■ Challenge ■
Repeat these lines word for word, starting at the first line and ending at the line that contains "[(120, 63), (112, 63), (112, 68), (119, 68), (120, 69)]".

☆ ☆ ☆ ☆ ☆

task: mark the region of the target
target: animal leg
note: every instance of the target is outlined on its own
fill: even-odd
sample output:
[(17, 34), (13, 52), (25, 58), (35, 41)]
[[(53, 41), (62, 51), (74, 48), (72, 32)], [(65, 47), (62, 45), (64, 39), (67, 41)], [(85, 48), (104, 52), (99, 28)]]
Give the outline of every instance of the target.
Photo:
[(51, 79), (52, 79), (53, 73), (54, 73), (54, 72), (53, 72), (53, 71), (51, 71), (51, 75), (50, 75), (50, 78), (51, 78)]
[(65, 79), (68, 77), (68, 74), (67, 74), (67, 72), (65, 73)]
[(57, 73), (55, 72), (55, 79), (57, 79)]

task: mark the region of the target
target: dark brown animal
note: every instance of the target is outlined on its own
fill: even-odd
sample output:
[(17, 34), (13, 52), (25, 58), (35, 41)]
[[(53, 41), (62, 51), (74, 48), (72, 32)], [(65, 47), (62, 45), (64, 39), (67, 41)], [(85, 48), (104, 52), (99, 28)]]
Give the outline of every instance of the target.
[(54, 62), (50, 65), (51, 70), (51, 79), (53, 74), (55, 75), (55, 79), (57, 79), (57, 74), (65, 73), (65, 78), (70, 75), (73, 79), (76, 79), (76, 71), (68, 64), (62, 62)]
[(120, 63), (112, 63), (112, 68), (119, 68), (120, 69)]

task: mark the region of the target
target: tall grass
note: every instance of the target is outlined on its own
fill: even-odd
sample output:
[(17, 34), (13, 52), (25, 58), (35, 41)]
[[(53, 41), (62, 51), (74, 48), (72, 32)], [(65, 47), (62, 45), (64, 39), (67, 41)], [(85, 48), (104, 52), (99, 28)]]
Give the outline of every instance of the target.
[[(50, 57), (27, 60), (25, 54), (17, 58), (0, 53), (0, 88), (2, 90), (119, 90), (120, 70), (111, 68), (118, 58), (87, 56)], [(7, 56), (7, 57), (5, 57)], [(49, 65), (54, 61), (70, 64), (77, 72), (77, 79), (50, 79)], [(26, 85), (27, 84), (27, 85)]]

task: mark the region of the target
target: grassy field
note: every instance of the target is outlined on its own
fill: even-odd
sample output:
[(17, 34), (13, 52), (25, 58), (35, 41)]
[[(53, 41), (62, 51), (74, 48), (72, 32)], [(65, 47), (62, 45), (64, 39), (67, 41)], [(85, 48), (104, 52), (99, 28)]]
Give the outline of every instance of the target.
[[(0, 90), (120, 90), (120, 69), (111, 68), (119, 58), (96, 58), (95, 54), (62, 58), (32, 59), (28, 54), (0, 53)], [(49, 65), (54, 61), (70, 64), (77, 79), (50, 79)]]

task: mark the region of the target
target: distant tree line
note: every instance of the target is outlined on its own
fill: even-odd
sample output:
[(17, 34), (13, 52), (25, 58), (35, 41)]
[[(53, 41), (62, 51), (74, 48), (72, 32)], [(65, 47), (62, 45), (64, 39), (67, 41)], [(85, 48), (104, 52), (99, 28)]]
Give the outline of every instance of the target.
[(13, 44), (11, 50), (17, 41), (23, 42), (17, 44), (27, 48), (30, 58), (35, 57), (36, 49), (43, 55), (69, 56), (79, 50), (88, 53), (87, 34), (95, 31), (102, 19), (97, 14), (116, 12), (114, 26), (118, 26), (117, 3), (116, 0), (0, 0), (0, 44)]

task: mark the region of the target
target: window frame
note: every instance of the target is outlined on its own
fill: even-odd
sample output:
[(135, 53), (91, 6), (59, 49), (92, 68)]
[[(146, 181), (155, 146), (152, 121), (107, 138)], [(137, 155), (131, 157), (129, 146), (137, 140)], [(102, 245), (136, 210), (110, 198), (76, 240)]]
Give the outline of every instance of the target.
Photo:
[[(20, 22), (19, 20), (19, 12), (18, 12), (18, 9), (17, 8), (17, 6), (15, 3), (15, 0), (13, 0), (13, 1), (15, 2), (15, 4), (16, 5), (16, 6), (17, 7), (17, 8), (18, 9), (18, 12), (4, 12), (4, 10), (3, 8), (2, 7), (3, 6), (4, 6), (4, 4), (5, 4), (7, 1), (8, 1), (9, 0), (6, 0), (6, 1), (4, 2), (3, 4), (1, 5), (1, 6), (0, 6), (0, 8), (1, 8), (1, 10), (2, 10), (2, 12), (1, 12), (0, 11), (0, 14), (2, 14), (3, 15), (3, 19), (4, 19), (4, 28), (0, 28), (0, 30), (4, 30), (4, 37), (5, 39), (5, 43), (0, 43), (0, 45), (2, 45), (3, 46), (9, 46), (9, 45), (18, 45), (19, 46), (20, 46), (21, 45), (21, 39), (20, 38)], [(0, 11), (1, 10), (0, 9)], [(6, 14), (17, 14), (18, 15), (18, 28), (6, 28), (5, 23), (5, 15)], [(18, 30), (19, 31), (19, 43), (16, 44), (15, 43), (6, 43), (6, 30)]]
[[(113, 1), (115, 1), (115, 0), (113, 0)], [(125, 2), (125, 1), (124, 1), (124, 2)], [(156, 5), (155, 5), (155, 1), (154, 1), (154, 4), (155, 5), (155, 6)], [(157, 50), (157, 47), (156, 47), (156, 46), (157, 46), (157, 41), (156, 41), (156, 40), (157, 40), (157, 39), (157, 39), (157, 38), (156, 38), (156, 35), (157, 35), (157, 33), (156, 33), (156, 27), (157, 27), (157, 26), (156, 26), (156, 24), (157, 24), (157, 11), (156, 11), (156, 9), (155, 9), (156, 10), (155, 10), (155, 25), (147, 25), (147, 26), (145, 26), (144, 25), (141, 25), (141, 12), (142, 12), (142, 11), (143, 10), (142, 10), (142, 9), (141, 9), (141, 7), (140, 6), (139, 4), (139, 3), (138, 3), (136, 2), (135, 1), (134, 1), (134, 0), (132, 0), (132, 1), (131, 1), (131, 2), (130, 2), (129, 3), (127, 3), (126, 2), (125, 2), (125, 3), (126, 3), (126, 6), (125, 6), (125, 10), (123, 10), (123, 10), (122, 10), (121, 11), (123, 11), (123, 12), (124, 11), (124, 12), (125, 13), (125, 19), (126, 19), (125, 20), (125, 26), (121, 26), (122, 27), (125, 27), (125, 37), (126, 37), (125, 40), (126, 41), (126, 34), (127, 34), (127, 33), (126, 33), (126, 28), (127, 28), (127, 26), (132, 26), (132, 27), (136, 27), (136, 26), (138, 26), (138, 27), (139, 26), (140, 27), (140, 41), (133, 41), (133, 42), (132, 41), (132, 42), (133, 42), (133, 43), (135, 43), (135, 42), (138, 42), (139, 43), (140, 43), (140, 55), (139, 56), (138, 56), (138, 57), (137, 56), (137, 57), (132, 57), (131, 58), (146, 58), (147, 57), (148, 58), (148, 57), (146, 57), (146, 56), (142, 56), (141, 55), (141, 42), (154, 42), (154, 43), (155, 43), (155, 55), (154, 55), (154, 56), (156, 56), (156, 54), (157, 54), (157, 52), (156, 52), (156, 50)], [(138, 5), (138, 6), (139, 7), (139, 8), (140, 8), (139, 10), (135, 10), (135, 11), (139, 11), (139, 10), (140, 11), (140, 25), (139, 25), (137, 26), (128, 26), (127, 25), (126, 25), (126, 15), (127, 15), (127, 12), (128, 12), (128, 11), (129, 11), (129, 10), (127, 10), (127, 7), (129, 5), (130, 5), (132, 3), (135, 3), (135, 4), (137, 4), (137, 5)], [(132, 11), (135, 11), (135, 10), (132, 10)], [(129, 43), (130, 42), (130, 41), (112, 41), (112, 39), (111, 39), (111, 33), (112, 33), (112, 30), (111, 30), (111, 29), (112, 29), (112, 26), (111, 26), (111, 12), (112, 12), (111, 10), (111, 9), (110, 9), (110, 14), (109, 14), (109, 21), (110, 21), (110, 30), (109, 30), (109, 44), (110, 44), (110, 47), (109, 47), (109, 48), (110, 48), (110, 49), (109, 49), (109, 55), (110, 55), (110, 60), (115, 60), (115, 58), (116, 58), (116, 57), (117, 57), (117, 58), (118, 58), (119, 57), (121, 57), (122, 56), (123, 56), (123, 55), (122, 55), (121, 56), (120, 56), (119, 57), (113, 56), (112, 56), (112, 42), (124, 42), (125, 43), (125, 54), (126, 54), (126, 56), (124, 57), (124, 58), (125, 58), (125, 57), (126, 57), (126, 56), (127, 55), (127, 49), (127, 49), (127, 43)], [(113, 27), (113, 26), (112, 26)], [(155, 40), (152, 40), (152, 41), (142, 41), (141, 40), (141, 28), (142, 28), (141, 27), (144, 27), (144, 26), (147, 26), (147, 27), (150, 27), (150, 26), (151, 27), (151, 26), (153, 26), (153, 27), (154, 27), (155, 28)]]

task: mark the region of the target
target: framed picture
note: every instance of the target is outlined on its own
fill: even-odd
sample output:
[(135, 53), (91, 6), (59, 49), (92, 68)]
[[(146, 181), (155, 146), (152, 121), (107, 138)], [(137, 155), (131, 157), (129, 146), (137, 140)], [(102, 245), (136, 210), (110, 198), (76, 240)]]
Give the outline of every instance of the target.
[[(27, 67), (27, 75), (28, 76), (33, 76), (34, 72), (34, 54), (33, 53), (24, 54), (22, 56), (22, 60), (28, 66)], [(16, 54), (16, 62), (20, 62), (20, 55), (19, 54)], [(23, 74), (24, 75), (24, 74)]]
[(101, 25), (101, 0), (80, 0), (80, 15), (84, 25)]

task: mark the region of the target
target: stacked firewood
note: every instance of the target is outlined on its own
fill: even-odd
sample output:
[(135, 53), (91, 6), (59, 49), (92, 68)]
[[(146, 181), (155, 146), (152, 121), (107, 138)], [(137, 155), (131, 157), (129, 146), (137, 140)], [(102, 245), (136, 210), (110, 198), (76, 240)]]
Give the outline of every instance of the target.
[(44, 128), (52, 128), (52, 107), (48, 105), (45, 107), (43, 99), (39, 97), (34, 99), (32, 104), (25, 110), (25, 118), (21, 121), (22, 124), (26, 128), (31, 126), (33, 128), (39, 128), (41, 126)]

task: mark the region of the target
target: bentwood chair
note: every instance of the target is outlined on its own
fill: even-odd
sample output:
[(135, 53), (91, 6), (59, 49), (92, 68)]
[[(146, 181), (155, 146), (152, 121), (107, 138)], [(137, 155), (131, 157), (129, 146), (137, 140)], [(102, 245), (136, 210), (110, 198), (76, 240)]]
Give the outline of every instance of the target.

☆ ☆ ☆ ☆ ☆

■ Worked answer ■
task: mark the region of the target
target: animal leg
note: every instance of the target is outlined on its own
fill: even-odd
sample output:
[(17, 34), (13, 52), (25, 58), (35, 41)]
[[(53, 41), (62, 51), (74, 48), (72, 32)], [(65, 47), (62, 45), (64, 39), (67, 41)], [(85, 48), (104, 52), (99, 28)]]
Give the outline of every instance of the target.
Photo:
[(51, 79), (52, 79), (53, 73), (54, 73), (54, 72), (53, 72), (53, 71), (51, 71), (51, 75), (50, 75), (50, 78), (51, 78)]
[(65, 79), (68, 77), (68, 74), (67, 74), (67, 72), (65, 73)]
[(57, 73), (55, 72), (55, 79), (57, 79)]

task: mark the region of the target
target: dark brown animal
note: every instance of the target is outlined on its own
fill: even-odd
sample output:
[(17, 34), (13, 52), (25, 58), (35, 41)]
[[(53, 41), (62, 51), (74, 48), (72, 32)], [(65, 47), (62, 45), (64, 39), (67, 41)], [(85, 48), (104, 52), (99, 28)]]
Give the outline of every instance of the target.
[(54, 62), (50, 65), (51, 70), (51, 79), (53, 74), (55, 75), (55, 79), (57, 79), (57, 74), (65, 73), (65, 78), (70, 75), (73, 79), (76, 79), (76, 71), (68, 64), (62, 62)]
[(120, 63), (112, 63), (112, 68), (119, 68), (120, 69)]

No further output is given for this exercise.